**WHAT YOU WILL DO:** Pick up the blog post with the poem "Darkness Does Great Work" after its final line and continue writing it.
--- PASSAGE PROVIDED ---
Darkness Does Great Work

What angel is this who has chosen me,
She, who tangled her truth in my dark roots
Then swam down in dirt where worms wait
To devour me… and yet, I fear nothing.


Let boasts not supplant Truth in my heart,
Reader! Know this face, once made up, hides
The fractures that allow light to escape
For darkness to continue its work — after-all —

Darkness does great work.

At night, when cold buds close to gather
Strength for the bright day, shadows
Persist like envy to strike down the angel
Before beauty becomes terror I cannot bear.

I need this.

The angels, the roots, the darkness, the terror
I need all of this to wrap me like a grave
Awakening inside my heart a pulse that does
Still long to beat even knowing what awaits.

This poem is a revision of a first draft posted last Month at FullBeardLit.org. This poem began like much of my recent work as a response/reflection upon reading Rilke’s Book of Hours. Over the course of this week I will be drafting a post that discusses the changes I made through the crafting process. I would like to give a shout out to our Barista, Donna, whose comment affirming the power of the line “darkness does great work” was critical in choosing the title. This speaks to the direction I look to take Go Dog Go Cafe in the upcoming months, to evolve an aspect of Workshop into the Cafe. More to follow.

For now, scroll around a while and discover other great writing from our Baristas. Come back Monday to promote yourself and again on Tuesday to catch a prompt from Devereaux and Beth!

S Francis began writing poetry as a teenager in New Hampshire and kept at it throughout a 27 year career in the Navy. During that time he found homes for poems in Scholastic, Powhatan Review, Skipping Stones, Portfolio, and the Virginia Pilot as well as having a collaborative poem shared in Christine Ray’s brilliant Myths of Girlhood. For a year he actively blogged as Sailor Poet and co-founded the Go Dog Go Cafe. Following his retirement from active duty, he has begin pursuing a writing career in earnest, has resumed blogging at fullbeardlit.org and is now the managing editor at the Go Dog Go Cafe.

(C) 2020 S Francis Fuller

5 thoughts on “Darkness Does Great Work

  1. Darkness does great work because there is the brightness of light to look forward to. To understand why opposites attract has a purpose and offers the paradox of enrichment meaning without one you don’t appreciate the other.
    “The angels, the roots, the darkness, the terror
    I need all of this to wrap me like a grave
    Awakening inside my heart a pulse that does
    Still long to beat even knowing what awaits.”
--- EXTRACTED DATA ---
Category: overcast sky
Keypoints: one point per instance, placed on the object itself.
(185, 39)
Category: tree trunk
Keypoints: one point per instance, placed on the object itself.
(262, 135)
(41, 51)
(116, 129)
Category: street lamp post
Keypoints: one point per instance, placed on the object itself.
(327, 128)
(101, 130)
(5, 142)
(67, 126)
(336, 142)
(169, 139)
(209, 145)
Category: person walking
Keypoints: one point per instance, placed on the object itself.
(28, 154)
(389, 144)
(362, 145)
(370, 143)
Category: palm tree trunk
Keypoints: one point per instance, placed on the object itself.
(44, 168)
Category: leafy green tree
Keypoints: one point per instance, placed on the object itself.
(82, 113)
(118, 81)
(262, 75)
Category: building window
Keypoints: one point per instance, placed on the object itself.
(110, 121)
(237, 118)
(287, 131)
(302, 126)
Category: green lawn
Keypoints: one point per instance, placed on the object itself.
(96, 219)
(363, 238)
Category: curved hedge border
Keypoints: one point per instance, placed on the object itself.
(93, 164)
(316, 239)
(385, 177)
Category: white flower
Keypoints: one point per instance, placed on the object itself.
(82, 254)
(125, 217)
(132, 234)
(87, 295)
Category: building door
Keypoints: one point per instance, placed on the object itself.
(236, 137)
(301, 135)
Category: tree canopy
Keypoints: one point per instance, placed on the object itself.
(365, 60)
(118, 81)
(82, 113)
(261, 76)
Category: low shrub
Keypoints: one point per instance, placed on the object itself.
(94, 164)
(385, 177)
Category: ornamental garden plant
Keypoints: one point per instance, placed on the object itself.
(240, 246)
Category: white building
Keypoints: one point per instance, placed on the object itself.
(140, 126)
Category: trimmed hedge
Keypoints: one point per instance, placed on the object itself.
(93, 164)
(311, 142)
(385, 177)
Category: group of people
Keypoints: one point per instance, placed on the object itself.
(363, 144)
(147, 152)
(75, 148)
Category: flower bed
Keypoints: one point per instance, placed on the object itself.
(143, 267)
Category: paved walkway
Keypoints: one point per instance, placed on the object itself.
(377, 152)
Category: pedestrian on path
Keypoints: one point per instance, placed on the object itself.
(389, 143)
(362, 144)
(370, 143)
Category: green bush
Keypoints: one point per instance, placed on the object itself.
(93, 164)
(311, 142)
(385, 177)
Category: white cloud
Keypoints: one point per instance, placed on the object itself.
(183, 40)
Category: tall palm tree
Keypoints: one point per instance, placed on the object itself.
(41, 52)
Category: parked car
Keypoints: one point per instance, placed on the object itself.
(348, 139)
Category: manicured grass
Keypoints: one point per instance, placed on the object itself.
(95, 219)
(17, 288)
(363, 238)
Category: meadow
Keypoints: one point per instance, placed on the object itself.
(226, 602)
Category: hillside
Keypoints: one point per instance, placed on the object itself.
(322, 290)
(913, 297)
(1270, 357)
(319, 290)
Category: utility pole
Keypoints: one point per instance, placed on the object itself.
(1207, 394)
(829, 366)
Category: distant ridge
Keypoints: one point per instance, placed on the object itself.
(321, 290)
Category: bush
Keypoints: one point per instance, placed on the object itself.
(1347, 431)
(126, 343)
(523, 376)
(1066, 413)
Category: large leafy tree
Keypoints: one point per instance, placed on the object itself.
---
**RESPONSE:**
    This is a wonderful and artistically crafted piece, S Francis.

    Liked by 2 people

    • Thank you so much Eugenia! We spoke a few weeks ago about crafting and spilling of words. I truly love both, for very different reasons. Spilling passes ideas from my subconscious to my conscious mind that I may not have known needed expression and feels cathartic in a way. The crafting feels like the therapy afterwards when I really roll up my sleeves to understand what thing my subconscious is trying to teach my conscious. Very different.

      In the case of this poem, when I got around to crafting it became clear that the poem was about death more than about say, sin. Darkness being a good metaphor for both, but in reality, death teaches us best how to live no?

      Liked by 2 people

      • Wonderful poem, and I agree. We poets can obsess over what our “muse” sees or hears, meanwhile around us more life is happening that gets lost to the contemplation our preoccupations demand!

        It was when I began to ask myself “why did I write this? What am I trying to say?” That poetry took on a whole new life for me. It was always important, there were things I didn’t know how to say and still don’t without it; but when I asked those questions it was like I was giving something inside me that wanted to be heard the attention it deserved. So poetry became something entirely different.

        Liked by 2 people

  2. This is so thought provoking and yes, it does tie in to my poem. As we grow older and with hope, wiser, I believe we contemplate death and living with more depth than we did when young. With my recent health scare, I find myself dwelling on death, and what comes next, if anything. Thank you Stephen!